Document text:
Trial sheds light on why never-smokers develop lung cancer

By Michael Woodhead

12 Sep 2022

Major findings on air pollution and lung cancer presented at a leading international cancer congress provide an explanation as to why never-smokers develop the disease but also have much wider implications for the molecular and inflammatory mechanisms of carcinogenesis and potential cancer prevention agents, experts say.

Delivering the ESMO 2022 meeting’s presidential address in Paris, Professor Charles Stanton of the Francis Crick Institute, London, presented study findings showing that increasing exposure to 2.5 µm particulate matter (PM2.5) increases the risk of non-small-cell lung cancer in non-smoking individuals with EGFR mutations.

Contrary to the classical mutation model in which a carcinogen causes DNA mutations and tumour growth, he explained that this effect is driven by an influx of macrophages and an increase in the inflammatory mediator interleukin-1β.

Professor Stanton said work by collaborative groups in the UK and Canada has shown that IL-1β promotes carcinogenesis in airway cells in both animal and human models.

Work instructions:
1 – List every city or country named in the article on air pollution and lung cancer.
2 – Continue the article on air pollution and lung cancer in never-smokers from the point where it stops.
The records are separate material and are not part of the lung cancer article.

Data section:

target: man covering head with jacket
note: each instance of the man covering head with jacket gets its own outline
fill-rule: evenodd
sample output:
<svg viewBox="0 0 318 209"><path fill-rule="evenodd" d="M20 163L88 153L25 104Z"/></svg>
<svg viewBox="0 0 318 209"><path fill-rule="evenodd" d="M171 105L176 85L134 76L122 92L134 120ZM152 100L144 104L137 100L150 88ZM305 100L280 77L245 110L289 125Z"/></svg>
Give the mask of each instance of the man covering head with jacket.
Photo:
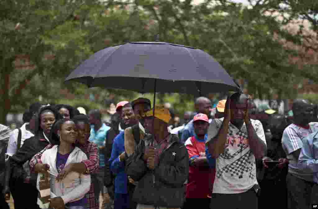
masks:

Solved problems:
1 – Paris, London, the UK, Canada

2 –
And, as a tumour promoter, it was likely acting on pre-existing mutations in latent cells, he postulated. This was feasible because EGFR driver mutations were found in 15% of normal lung samples, while KRAS mutations were found in 53%, he told the meeting.

These mutations increased with age in never-smokers and could be the link between pollution and IL-1β tumour initiation, he said.

This theory was tested in experiments that showed that pollution-induced tumour initiation was blocked by anti-IL-1β agents such as the anti-inflammatory drug canakinumab.

Professor Stanton stressed that the inflammatory-mediated carcinogenic effects of fine particle air pollution were a 20-fold order of magnitude less than those of tobacco smoke. Nevertheless, given that most of the world’s population lived in environments with high PM2.5 exposure, air pollution could be responsible for a large absolute number of lung cancers.

And, unlike tobacco smoke, millions of people had no choice or control over their exposure to air pollution, he noted. Therefore, aside from measures to control air pollution, there may be potential preventive benefits from anti-IL-1β agents, he suggested.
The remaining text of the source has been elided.